Transcribe the records exactly from the line with "the hill in" to the end, both included.

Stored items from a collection

┄┄┄┄┄┄┄┄┄┄┄┄┄┄┄┄┄┄┄┄

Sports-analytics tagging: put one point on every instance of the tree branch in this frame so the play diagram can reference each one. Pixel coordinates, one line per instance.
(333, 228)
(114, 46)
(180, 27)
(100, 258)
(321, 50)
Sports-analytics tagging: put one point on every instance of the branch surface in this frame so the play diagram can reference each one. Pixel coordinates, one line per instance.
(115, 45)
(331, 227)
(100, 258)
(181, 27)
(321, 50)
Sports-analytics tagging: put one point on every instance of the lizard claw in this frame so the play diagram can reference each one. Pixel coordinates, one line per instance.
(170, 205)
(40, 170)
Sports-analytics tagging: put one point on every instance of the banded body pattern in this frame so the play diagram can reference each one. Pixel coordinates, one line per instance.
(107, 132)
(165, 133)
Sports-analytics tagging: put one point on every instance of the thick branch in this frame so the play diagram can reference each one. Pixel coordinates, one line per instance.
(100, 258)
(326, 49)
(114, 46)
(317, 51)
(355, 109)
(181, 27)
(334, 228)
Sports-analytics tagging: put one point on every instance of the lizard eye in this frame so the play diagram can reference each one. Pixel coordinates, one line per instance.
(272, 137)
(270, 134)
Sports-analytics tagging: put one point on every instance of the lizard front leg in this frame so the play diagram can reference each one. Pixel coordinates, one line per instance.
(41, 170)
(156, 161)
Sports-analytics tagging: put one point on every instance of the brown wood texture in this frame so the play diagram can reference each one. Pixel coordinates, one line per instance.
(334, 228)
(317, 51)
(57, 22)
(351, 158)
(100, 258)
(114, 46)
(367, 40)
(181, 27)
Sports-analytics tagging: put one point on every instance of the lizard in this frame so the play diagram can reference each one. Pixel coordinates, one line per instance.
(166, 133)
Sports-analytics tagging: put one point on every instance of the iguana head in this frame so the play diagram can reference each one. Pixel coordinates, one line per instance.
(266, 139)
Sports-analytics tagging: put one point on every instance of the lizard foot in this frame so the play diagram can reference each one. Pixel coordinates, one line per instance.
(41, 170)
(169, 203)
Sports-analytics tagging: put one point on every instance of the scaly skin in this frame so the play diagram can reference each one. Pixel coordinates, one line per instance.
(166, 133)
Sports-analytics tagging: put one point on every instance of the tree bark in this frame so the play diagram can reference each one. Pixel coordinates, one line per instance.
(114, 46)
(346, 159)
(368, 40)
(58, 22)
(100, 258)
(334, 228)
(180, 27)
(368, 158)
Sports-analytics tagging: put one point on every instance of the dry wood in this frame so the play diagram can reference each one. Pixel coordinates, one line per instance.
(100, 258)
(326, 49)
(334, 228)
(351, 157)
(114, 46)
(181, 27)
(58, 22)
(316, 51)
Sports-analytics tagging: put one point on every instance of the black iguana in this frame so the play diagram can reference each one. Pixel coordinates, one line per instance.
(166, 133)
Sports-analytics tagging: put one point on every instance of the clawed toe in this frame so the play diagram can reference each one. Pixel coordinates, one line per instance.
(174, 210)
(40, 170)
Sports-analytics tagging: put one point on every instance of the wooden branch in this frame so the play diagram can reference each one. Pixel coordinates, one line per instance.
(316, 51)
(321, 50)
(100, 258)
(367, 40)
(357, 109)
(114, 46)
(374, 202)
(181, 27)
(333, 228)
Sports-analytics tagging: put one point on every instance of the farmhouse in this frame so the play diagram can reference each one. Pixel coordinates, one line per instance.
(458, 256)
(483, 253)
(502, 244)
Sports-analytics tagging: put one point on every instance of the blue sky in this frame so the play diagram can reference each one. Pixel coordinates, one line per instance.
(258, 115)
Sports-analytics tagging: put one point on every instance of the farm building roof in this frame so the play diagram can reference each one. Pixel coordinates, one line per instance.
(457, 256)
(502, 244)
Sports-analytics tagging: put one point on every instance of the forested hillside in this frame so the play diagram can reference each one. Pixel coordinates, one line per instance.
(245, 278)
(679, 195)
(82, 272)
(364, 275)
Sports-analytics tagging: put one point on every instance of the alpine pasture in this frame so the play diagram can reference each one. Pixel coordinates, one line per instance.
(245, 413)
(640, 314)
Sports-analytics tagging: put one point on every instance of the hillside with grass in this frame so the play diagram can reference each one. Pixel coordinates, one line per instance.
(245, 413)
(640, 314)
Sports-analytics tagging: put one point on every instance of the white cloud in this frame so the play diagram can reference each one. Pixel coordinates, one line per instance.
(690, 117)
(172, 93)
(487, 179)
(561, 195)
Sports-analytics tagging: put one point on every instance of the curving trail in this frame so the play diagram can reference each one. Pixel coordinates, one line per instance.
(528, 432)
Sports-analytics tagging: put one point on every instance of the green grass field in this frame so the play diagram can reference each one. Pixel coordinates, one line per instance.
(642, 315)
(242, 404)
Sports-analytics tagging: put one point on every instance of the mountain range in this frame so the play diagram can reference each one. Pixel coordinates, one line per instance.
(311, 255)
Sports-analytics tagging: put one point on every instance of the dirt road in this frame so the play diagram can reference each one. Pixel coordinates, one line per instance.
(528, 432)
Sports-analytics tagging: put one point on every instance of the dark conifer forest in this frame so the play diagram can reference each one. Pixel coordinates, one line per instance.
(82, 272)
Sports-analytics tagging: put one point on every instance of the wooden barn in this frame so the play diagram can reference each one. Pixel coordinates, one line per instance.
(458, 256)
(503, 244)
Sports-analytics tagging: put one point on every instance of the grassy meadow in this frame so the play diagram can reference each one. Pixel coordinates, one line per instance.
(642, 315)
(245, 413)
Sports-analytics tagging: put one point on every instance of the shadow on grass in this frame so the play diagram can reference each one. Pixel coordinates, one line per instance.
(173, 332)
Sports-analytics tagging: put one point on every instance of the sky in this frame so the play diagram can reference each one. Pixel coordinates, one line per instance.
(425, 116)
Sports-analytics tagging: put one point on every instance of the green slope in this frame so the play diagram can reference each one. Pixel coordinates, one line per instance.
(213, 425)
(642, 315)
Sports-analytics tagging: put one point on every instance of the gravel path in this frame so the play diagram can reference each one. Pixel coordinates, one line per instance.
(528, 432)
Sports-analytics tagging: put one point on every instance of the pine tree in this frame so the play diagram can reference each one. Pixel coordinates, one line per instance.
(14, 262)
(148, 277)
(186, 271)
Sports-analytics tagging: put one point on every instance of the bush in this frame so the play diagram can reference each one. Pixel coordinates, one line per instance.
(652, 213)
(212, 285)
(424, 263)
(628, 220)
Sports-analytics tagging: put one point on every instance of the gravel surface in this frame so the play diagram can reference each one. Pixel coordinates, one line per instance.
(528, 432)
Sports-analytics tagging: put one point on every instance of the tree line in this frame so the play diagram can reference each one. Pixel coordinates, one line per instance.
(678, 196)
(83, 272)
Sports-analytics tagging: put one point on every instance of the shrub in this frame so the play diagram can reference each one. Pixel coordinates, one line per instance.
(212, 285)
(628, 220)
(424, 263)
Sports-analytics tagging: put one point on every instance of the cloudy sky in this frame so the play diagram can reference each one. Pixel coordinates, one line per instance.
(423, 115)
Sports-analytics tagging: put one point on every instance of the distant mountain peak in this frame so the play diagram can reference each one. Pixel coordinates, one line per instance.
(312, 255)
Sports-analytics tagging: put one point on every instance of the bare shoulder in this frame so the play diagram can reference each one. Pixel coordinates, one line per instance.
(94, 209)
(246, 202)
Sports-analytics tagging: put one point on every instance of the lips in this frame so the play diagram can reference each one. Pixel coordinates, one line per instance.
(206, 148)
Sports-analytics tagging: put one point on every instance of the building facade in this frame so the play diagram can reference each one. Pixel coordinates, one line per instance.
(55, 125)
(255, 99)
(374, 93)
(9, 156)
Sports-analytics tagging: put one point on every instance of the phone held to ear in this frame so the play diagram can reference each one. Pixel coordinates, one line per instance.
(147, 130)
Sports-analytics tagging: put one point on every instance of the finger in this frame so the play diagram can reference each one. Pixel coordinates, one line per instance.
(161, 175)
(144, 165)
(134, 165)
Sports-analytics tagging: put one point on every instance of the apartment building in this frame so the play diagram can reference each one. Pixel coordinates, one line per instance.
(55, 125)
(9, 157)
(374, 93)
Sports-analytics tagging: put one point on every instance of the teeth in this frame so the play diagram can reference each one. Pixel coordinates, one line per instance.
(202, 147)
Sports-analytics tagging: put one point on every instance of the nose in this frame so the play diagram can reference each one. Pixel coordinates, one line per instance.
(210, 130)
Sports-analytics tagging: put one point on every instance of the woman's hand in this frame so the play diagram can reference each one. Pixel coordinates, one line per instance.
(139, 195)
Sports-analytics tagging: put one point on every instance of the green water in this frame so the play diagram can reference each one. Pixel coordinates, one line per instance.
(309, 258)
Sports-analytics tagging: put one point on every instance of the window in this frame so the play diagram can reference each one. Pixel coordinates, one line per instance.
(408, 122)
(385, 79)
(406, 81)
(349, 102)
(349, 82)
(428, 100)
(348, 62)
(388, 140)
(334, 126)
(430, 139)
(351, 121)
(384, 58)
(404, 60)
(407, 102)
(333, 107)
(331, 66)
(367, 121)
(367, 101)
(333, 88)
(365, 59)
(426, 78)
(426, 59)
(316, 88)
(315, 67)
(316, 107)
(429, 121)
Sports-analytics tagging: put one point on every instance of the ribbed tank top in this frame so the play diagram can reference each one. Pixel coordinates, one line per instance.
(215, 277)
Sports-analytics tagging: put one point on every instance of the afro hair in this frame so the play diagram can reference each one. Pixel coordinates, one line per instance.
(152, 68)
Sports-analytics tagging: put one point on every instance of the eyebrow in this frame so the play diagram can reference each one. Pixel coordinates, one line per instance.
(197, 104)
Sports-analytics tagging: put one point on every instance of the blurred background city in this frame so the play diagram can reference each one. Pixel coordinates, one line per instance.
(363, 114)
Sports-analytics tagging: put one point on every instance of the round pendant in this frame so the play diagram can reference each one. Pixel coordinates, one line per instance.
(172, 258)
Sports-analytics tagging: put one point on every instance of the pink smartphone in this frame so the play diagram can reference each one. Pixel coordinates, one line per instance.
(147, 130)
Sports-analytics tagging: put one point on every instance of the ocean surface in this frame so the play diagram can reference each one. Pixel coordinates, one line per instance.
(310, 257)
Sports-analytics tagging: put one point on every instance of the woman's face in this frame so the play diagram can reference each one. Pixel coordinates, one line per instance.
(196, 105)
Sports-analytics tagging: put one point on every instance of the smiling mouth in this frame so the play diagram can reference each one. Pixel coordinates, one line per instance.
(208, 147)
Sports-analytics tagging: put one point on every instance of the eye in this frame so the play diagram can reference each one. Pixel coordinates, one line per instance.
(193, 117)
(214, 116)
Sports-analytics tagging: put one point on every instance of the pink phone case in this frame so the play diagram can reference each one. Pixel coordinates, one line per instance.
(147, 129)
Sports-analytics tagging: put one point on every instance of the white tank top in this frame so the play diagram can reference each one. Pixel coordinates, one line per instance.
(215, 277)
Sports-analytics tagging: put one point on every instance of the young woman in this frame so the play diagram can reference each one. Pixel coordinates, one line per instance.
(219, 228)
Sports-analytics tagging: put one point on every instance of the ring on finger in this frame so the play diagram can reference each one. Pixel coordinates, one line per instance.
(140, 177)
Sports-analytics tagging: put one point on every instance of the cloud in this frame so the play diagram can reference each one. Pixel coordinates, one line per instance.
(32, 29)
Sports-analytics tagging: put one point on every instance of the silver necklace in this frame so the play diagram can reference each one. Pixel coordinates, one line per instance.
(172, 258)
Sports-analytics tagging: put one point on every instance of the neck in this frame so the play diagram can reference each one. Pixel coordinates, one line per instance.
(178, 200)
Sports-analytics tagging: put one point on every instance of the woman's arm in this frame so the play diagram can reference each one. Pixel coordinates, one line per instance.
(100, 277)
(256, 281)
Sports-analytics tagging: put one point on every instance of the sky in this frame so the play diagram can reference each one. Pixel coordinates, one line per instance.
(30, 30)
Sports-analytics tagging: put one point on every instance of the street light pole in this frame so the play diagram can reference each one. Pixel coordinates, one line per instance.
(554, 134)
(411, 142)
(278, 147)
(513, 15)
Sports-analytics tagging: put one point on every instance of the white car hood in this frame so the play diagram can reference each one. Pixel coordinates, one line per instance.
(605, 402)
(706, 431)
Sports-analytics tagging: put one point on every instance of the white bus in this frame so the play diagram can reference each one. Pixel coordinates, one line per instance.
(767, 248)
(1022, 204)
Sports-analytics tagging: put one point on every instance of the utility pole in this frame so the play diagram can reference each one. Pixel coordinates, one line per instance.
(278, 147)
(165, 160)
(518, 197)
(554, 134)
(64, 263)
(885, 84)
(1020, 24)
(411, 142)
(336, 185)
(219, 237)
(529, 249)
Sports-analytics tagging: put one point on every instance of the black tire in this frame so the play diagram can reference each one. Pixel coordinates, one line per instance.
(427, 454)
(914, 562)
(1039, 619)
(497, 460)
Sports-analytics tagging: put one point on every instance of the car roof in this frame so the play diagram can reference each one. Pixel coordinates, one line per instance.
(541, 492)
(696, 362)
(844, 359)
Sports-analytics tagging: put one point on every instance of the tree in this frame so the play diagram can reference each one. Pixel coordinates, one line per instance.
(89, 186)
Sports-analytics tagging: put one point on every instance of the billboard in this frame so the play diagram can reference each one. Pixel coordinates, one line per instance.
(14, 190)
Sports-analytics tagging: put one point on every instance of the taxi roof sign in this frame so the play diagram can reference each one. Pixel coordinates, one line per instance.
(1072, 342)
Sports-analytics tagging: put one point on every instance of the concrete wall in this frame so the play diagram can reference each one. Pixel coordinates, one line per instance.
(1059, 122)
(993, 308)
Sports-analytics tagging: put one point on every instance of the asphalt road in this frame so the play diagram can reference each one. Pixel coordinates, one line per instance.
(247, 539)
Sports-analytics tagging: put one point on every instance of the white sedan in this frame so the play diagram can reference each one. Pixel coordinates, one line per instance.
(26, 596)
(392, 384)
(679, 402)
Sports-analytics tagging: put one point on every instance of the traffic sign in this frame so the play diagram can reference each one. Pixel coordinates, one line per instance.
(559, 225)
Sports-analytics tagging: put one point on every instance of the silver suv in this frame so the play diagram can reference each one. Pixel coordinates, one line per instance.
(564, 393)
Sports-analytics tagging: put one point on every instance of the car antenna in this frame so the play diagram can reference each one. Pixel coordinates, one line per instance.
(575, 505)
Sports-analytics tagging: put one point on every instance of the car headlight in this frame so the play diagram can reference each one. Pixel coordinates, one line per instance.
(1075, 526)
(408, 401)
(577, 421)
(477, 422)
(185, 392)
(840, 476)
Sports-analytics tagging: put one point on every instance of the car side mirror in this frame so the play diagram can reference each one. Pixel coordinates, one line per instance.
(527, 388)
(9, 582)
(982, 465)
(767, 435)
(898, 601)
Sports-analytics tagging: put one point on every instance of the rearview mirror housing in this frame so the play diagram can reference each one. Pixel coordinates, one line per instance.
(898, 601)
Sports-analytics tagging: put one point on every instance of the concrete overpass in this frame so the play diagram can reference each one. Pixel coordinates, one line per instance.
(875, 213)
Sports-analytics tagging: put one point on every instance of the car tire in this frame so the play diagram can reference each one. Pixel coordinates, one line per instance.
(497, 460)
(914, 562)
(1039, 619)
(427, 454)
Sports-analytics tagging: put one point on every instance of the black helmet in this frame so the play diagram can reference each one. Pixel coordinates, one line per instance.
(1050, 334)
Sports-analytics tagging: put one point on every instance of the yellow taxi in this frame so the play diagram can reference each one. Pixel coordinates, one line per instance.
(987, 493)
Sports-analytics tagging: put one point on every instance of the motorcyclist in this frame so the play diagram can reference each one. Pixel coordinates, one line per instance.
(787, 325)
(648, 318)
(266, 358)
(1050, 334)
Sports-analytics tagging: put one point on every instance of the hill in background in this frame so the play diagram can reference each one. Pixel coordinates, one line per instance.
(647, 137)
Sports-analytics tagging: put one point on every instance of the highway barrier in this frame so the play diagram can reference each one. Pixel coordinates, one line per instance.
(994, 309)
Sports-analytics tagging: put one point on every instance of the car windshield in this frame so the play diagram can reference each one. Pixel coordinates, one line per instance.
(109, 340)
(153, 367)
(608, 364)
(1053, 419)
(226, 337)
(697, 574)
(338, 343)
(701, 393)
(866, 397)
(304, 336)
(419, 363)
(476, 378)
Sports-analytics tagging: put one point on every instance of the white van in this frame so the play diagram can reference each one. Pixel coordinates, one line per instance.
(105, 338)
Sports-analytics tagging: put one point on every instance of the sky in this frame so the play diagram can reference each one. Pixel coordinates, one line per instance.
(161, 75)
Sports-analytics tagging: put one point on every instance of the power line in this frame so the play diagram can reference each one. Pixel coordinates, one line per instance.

┄┄┄┄┄┄┄┄┄┄┄┄┄┄┄┄┄┄┄┄

→ **The answer**:
Sports-analytics tagging: put one point on every instance of the hill in background in this frame so the play diagram can reference each one. Pixel coordinates, one line per instance.
(647, 137)
Sports-analytics tagging: put one point on every instance of the highway barrier in this frame so the play diagram can reference each one. Pixel coordinates, one line per instance.
(994, 309)
Sports-analytics tagging: put one point on every instance of the car windshield in this frame so the play diagram can reference each one. Pixel coordinates, one line per instance.
(109, 340)
(153, 367)
(608, 364)
(1053, 419)
(226, 337)
(697, 574)
(338, 343)
(701, 393)
(866, 397)
(304, 336)
(419, 363)
(476, 378)
Sports-analytics tagging: put one point on every instance of the white van in this frame so the play diagram can reference each one. Pixel coordinates, one line per instance.
(105, 338)
Sports-analytics tagging: put one point on every instance of the sky in this frame so the play diagram can reference each one. Pixel coordinates, one line per instance.
(161, 75)
Sports-analytics tagging: put one point on every instance of the power line in this frame so the play diagram can reference each one. Pixel coordinates, one line per instance.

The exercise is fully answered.